* START Dataset rows *
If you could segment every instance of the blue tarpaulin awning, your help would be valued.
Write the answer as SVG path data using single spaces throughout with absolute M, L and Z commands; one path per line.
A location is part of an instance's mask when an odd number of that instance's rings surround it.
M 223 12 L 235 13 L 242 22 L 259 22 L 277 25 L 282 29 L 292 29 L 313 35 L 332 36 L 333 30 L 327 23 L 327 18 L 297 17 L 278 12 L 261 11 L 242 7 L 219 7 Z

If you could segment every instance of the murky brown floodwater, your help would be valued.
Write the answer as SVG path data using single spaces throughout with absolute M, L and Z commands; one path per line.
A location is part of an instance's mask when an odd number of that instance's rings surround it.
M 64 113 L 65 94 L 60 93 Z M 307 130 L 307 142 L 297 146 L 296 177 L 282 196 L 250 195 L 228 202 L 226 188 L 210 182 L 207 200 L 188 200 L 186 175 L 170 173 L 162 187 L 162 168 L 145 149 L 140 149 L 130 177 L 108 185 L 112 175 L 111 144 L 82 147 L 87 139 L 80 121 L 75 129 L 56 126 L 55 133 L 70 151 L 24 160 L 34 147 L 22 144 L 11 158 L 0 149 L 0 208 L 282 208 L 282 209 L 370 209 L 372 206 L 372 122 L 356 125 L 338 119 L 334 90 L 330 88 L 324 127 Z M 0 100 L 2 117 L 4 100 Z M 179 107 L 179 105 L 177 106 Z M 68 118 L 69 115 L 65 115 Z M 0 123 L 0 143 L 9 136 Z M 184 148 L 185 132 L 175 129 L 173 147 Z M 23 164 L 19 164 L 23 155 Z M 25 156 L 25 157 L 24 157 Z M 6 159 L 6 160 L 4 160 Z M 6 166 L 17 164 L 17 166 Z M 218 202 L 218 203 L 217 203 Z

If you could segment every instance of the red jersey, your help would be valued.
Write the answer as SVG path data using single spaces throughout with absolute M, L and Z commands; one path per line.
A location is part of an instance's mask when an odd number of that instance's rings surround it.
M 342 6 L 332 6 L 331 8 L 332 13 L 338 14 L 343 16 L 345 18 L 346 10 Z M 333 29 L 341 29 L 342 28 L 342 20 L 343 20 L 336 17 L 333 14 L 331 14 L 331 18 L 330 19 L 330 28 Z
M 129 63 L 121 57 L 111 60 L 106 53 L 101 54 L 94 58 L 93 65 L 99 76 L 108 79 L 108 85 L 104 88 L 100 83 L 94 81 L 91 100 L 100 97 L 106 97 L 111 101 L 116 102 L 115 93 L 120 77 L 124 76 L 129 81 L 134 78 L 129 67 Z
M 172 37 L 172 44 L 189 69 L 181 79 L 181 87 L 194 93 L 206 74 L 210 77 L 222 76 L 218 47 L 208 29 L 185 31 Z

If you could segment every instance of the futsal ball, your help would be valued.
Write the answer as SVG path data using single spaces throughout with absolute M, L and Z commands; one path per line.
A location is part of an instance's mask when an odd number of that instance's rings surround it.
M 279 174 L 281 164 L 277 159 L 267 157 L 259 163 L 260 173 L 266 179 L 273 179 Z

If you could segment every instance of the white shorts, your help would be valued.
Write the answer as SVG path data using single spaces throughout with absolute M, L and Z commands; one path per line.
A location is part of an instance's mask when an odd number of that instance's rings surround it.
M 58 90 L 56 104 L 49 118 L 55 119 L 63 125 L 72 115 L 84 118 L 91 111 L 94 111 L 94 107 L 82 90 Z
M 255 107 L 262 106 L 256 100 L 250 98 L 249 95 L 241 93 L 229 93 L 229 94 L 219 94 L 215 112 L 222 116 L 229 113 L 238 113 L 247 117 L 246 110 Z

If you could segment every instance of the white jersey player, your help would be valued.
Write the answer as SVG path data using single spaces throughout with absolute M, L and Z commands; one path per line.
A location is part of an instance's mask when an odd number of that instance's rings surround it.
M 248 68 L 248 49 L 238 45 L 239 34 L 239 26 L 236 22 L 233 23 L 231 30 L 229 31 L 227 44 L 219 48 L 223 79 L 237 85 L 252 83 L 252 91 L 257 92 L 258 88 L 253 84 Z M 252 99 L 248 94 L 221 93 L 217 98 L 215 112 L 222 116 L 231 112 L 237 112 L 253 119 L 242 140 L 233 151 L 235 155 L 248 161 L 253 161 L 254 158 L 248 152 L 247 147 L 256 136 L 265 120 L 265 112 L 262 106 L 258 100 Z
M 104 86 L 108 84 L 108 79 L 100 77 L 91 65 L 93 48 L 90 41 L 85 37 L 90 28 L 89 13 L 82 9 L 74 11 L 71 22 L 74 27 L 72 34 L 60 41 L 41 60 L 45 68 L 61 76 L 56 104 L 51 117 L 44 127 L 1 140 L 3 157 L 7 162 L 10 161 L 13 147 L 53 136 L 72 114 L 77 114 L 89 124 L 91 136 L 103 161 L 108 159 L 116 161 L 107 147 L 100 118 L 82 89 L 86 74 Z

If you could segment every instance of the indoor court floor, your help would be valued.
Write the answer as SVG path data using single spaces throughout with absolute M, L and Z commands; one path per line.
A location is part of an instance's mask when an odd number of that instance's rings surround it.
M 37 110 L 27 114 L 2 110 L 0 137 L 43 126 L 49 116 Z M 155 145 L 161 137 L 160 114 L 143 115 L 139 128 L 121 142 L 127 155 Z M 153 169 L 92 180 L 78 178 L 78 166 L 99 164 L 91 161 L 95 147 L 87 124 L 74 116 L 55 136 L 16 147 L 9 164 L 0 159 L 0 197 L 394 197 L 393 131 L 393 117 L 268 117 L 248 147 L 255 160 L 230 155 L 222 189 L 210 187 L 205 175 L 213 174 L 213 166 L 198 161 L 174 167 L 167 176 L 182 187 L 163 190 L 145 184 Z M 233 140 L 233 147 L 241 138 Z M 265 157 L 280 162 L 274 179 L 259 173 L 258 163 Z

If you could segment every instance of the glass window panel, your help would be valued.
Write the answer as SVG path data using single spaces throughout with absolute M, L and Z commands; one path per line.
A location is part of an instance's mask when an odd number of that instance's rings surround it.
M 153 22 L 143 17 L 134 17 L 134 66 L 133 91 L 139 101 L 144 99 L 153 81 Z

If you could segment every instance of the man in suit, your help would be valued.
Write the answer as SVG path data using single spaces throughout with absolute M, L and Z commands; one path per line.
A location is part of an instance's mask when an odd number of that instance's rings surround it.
* END Dataset rows *
Short task. Reproduce all of the records above with each occurrence of "your help would be valued" replaced by "it would be appreciated", leaving every other character unchanged.

Task result.
If you could segment every instance of the blue tarpaulin awning, it would be appreciated.
Write the answer as SVG path data using single spaces throughout with absolute M, L and Z commands; one path per line.
A location is part of an instance's mask when an odd number of that instance's rings surround it.
M 223 12 L 235 13 L 242 22 L 259 22 L 277 25 L 282 29 L 292 29 L 313 35 L 332 36 L 333 30 L 327 23 L 327 18 L 297 17 L 278 12 L 261 11 L 242 7 L 219 7 Z

If you could segment every instance of the murky brown floodwater, it would be appreciated.
Write the answer as SVG path data using single spaces throughout with absolute M, L and Z commands; one path per line.
A location is part of an instance's mask when an odd number of that instance's rings surround it.
M 64 113 L 65 94 L 60 93 Z M 307 130 L 307 142 L 297 146 L 296 177 L 282 196 L 250 195 L 228 202 L 226 188 L 210 182 L 207 200 L 188 200 L 186 175 L 170 173 L 162 187 L 162 168 L 145 149 L 140 149 L 130 177 L 108 185 L 112 175 L 111 144 L 82 147 L 87 139 L 80 121 L 75 129 L 56 126 L 55 133 L 70 151 L 24 160 L 34 147 L 22 144 L 11 158 L 0 149 L 0 208 L 282 208 L 282 209 L 370 209 L 372 206 L 372 122 L 356 125 L 338 119 L 334 90 L 330 88 L 324 127 Z M 0 100 L 2 117 L 4 100 Z M 179 107 L 179 105 L 177 106 Z M 68 118 L 69 115 L 65 115 Z M 0 123 L 0 143 L 9 136 Z M 184 148 L 185 132 L 175 129 L 173 147 Z M 23 164 L 19 164 L 23 155 Z M 25 156 L 25 157 L 24 157 Z M 6 159 L 6 160 L 4 160 Z M 6 166 L 17 164 L 17 166 Z M 218 202 L 218 203 L 217 203 Z

If you could segment every instance of the red jersey, it would be appreciated.
Write the answer as SVG path data using single spaces throughout with absolute M, L and Z commands; one path per line.
A location is part of an instance's mask when an odd number of that instance's rings surround it.
M 342 6 L 332 6 L 331 8 L 332 13 L 338 14 L 343 16 L 345 18 L 346 10 Z M 333 29 L 341 29 L 342 28 L 342 20 L 343 20 L 336 17 L 333 14 L 331 14 L 331 18 L 330 19 L 330 28 Z
M 129 63 L 121 57 L 111 60 L 106 53 L 101 54 L 94 58 L 93 65 L 99 76 L 108 79 L 108 85 L 104 88 L 100 83 L 94 81 L 91 100 L 100 97 L 106 97 L 111 101 L 116 102 L 115 93 L 120 77 L 124 76 L 129 81 L 134 78 L 129 67 Z
M 172 37 L 172 44 L 189 69 L 181 79 L 181 87 L 194 93 L 206 74 L 210 77 L 222 76 L 218 47 L 208 29 L 185 31 Z

If you could segment every instance of the futsal ball, it would be appreciated.
Write the answer as SVG path data using single spaces throughout with absolute M, L and Z commands; one path per line.
A location is part of an instance's mask when an odd number of that instance's rings surround it.
M 279 174 L 281 164 L 277 159 L 267 157 L 259 163 L 260 173 L 266 179 L 273 179 Z

If you could segment every instance of the white shorts, it would be appreciated.
Write the answer as SVG path data using single spaces throughout with absolute M, L and Z commands; one path per line.
A location is part of an instance's mask when an odd number of that instance's rings surround it.
M 58 90 L 56 104 L 49 118 L 55 119 L 63 125 L 72 115 L 84 118 L 91 111 L 94 111 L 94 107 L 82 90 Z
M 255 107 L 262 106 L 256 100 L 250 98 L 249 95 L 241 93 L 229 93 L 229 94 L 219 94 L 215 112 L 222 116 L 229 113 L 238 113 L 247 117 L 246 110 Z

If you could segment every instance of the white jersey player, it would be appreciated.
Write the answer as SVG path data using single spaces throughout with absolute M, L and Z commands; one path per line.
A location is part of an instance's mask when an odd number of that instance's rings surround it.
M 248 68 L 248 49 L 238 45 L 239 34 L 239 26 L 236 22 L 233 23 L 231 30 L 229 31 L 227 44 L 219 48 L 223 79 L 237 85 L 252 83 L 252 91 L 257 92 L 258 88 L 253 84 Z M 252 99 L 248 94 L 221 93 L 217 98 L 215 112 L 222 116 L 231 112 L 237 112 L 253 119 L 242 140 L 233 151 L 235 155 L 248 161 L 253 161 L 254 158 L 248 152 L 247 147 L 256 136 L 265 120 L 265 112 L 262 106 L 258 100 Z
M 104 86 L 108 84 L 108 79 L 100 77 L 91 65 L 93 48 L 90 41 L 85 37 L 90 28 L 89 13 L 82 9 L 74 11 L 71 22 L 74 27 L 72 34 L 60 41 L 41 60 L 45 68 L 61 76 L 56 104 L 51 117 L 44 127 L 1 140 L 3 157 L 7 162 L 10 161 L 13 147 L 53 136 L 72 114 L 77 114 L 89 124 L 91 136 L 103 161 L 108 159 L 116 161 L 107 147 L 100 118 L 82 89 L 86 74 Z

If you could segment every instance of the indoor court floor, it would be appreciated.
Write the answer as SVG path data using single spaces throughout with absolute M, L and Z commands; one path per line.
A location is part of an instance's mask when an odd number of that instance's rings surround it.
M 37 110 L 27 114 L 2 110 L 0 137 L 43 126 L 49 116 Z M 155 145 L 161 137 L 160 114 L 143 115 L 139 128 L 121 142 L 127 155 Z M 153 169 L 92 180 L 78 178 L 78 166 L 99 164 L 91 161 L 95 147 L 87 124 L 74 116 L 55 136 L 16 147 L 9 164 L 0 159 L 0 197 L 394 197 L 393 131 L 393 117 L 268 117 L 248 147 L 255 160 L 230 155 L 222 189 L 210 187 L 205 175 L 213 174 L 213 166 L 198 161 L 174 167 L 167 176 L 182 187 L 163 190 L 145 184 Z M 233 140 L 233 147 L 241 138 Z M 265 157 L 280 162 L 274 179 L 259 173 L 258 163 Z

If you could segment every instance of the glass window panel, it would be appreciated.
Write the answer as SVG path data using single spaces throughout with absolute M, L and Z commands; one path per line.
A location is part of an instance's mask when an odd number of that instance's rings surround it.
M 153 22 L 143 17 L 134 17 L 134 66 L 133 91 L 139 101 L 144 99 L 153 81 Z

If you could segment every instance of the man in suit, it would be appreciated.
Write the answer as SVG path data using single spaces throughout with absolute M, L and Z commands; one path per line.
A location is part of an instance's mask when an odd number of that instance's rings surround it.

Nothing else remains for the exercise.